TASK DESCRIPTION =>
Without the images, output each record below as it stands.

(Coordinate annotation records)
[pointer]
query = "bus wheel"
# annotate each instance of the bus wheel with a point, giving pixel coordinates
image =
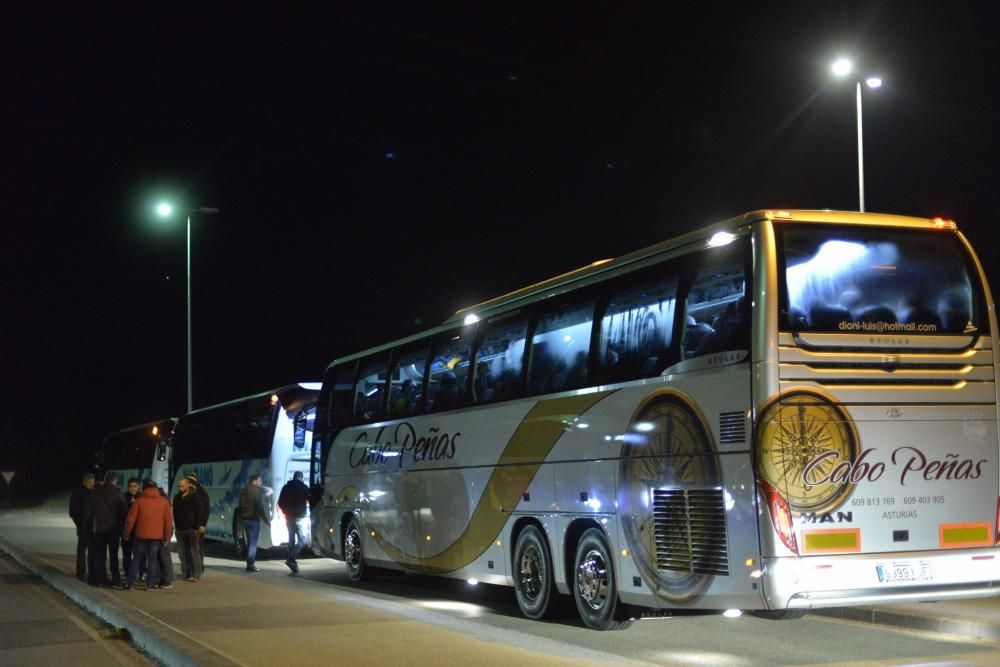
(779, 614)
(239, 539)
(355, 559)
(533, 573)
(594, 585)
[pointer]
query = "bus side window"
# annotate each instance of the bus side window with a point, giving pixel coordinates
(499, 360)
(560, 349)
(637, 330)
(715, 314)
(449, 372)
(370, 400)
(409, 367)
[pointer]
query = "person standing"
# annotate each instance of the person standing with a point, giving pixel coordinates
(293, 501)
(106, 508)
(128, 545)
(186, 506)
(252, 512)
(166, 573)
(203, 509)
(84, 533)
(150, 519)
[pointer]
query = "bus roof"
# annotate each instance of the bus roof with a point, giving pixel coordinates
(291, 396)
(142, 427)
(735, 225)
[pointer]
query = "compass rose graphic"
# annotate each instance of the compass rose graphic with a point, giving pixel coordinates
(795, 430)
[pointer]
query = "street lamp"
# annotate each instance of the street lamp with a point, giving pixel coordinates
(166, 210)
(841, 68)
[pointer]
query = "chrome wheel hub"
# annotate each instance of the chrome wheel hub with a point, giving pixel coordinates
(592, 579)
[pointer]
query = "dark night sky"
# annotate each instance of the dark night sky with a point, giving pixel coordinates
(525, 141)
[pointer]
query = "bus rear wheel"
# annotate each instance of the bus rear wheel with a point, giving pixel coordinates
(779, 614)
(357, 570)
(239, 539)
(594, 587)
(533, 573)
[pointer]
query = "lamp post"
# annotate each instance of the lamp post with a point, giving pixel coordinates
(166, 210)
(841, 68)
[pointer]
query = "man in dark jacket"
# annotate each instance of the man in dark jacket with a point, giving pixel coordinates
(128, 546)
(293, 501)
(84, 533)
(252, 512)
(203, 505)
(186, 513)
(106, 509)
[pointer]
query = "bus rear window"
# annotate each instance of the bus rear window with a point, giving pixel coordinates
(877, 280)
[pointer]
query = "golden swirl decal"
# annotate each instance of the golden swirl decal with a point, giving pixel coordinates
(527, 448)
(802, 437)
(667, 451)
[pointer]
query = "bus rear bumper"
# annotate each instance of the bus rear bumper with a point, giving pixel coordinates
(851, 580)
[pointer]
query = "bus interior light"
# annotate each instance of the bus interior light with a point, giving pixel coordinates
(720, 239)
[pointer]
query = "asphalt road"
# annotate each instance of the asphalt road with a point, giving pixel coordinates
(321, 617)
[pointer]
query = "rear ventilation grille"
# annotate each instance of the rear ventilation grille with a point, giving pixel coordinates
(732, 428)
(690, 527)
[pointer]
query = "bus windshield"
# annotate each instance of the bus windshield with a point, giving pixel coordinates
(839, 279)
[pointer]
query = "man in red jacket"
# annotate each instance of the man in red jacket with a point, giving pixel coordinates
(153, 522)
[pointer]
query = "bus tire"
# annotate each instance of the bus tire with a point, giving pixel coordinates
(239, 539)
(594, 587)
(779, 614)
(533, 573)
(357, 570)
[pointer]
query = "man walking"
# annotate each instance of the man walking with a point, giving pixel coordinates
(150, 519)
(252, 512)
(293, 501)
(106, 508)
(84, 532)
(186, 510)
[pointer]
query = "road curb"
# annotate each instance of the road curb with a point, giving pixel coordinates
(903, 619)
(159, 640)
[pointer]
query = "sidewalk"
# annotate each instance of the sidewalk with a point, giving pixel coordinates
(978, 618)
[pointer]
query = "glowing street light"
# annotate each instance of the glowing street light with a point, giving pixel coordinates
(841, 68)
(166, 210)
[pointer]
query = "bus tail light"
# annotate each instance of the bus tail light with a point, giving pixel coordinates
(996, 525)
(781, 516)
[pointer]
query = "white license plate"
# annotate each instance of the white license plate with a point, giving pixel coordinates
(890, 573)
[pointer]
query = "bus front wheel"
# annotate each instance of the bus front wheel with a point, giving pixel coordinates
(357, 570)
(594, 587)
(533, 573)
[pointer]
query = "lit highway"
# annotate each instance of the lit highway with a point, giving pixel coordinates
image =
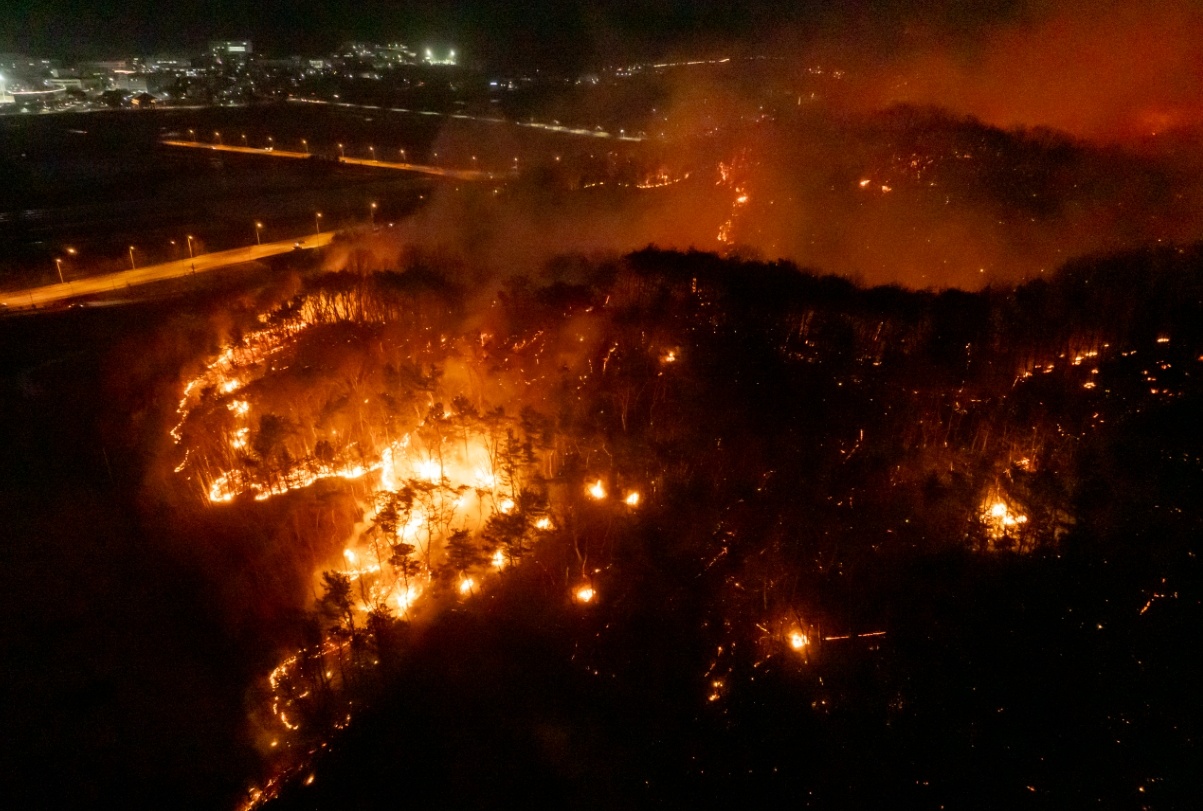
(438, 171)
(92, 285)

RESPONSE FOR THIS EXERCISE =>
[pointer]
query = "bus wheel"
# annotate each instance of the bus wheel with a point, giving pixel coordinates
image =
(779, 614)
(239, 539)
(355, 559)
(533, 573)
(594, 585)
[pointer]
query = "bus side window"
# annotate each instance of the bus side window with a point, giving pixel coordinates
(499, 360)
(560, 349)
(637, 330)
(715, 314)
(449, 372)
(370, 400)
(409, 367)
[pointer]
query = "person standing"
# annotate each instance of the person standing with a point, giving pixel coordinates
(293, 501)
(106, 508)
(128, 545)
(186, 506)
(252, 512)
(166, 573)
(203, 509)
(84, 533)
(150, 519)
[pointer]
query = "bus roof"
# annotate each instance of the bus roof with a point, giving pixel coordinates
(291, 396)
(142, 427)
(735, 225)
[pointer]
query = "compass rose graphic"
# annotate each instance of the compass rose graphic with a point, giving pixel coordinates
(795, 430)
[pointer]
query = "street lamp"
# annotate each instance of the street lamp with a point, giving pixel coordinates
(166, 210)
(841, 68)
[pointer]
query = "chrome wheel hub"
# annotate each instance of the chrome wheel hub with a point, giving pixel coordinates
(592, 579)
[pointer]
query = "dark night sky"
# annotate each instance of the dark night sky with a point, giving pixel coordinates
(525, 141)
[pointer]
query = "bus rear wheel"
# annotate each instance of the bus rear wheel with a point, giving pixel coordinates
(779, 614)
(357, 570)
(239, 539)
(594, 587)
(533, 573)
[pointer]
query = "lamp post"
# annotate each instance of the lamp post with a point, giving pixel coordinates
(166, 210)
(841, 68)
[pointer]
query = "man in dark jacket"
# annotate each instance of the man in dark jacket with a point, giving pixel coordinates
(128, 546)
(293, 501)
(84, 533)
(252, 512)
(203, 505)
(186, 513)
(106, 509)
[pointer]
query = "bus rear window"
# annotate each instance of the bus rear window with a point, giving pixel coordinates
(877, 280)
[pointer]
query = "golden swirl decal"
# annotate each instance of the golden swirl decal with a point, giving pixel coordinates
(527, 448)
(802, 437)
(667, 451)
[pointer]
query = "bus rear bumper"
# annotate each instance of the bus rear bumper with a point, giving pixel coordinates
(851, 580)
[pointer]
query = "bus interior light"
# annotate each instance of the bus interior light with a point, giving pixel coordinates
(720, 239)
[pointer]
query = "asphalt road"
# annotate each instance of the asphalt road with a point, giving pixel coordinates
(321, 617)
[pointer]
query = "rear ventilation grille"
# annotate each instance of the rear ventilation grille with a point, giving pixel coordinates
(732, 428)
(690, 527)
[pointer]
query = "bus windshield"
# annotate each instance of the bus windshield with a point, giving pixel coordinates
(839, 279)
[pointer]
query = "man in red jacket"
# annotate each instance of the man in red jacket with a point, giving pixel coordinates
(153, 522)
[pointer]
query = "bus tire"
# annotate each instance of the bus tire with a point, giving pixel coordinates
(239, 539)
(594, 587)
(779, 614)
(533, 573)
(357, 570)
[pointer]
query = "man walking"
# annotate each instance of the man walking with a point, giving pixel coordinates
(150, 519)
(252, 512)
(293, 501)
(106, 508)
(84, 532)
(186, 510)
[pointer]
query = "road curb"
# annotate each instance of the road curb with a point, giving pixel coordinates
(903, 619)
(159, 640)
[pointer]
query = "sidewalk"
# annotate each instance of the sidewalk with a point, giving pixel coordinates
(978, 618)
[pointer]
query = "glowing street light"
# annotate each instance of the glowing street light with a point, giving pixel coordinates
(841, 68)
(166, 210)
[pointer]
query = "bus tail light"
# annotate each instance of the bus tail light with a point, giving pixel coordinates
(996, 525)
(781, 516)
[pointer]
query = "white license plate"
# annotate each instance of the white license plate with a point, giving pixel coordinates
(890, 573)
[pointer]
query = "bus front wheel"
# annotate each instance of the bus front wheel with a point, giving pixel coordinates
(357, 570)
(594, 587)
(533, 573)
[pointer]
query = "lit highway"
# annotate each instance of the lit highway with a point, giving pixel coordinates
image =
(438, 171)
(92, 285)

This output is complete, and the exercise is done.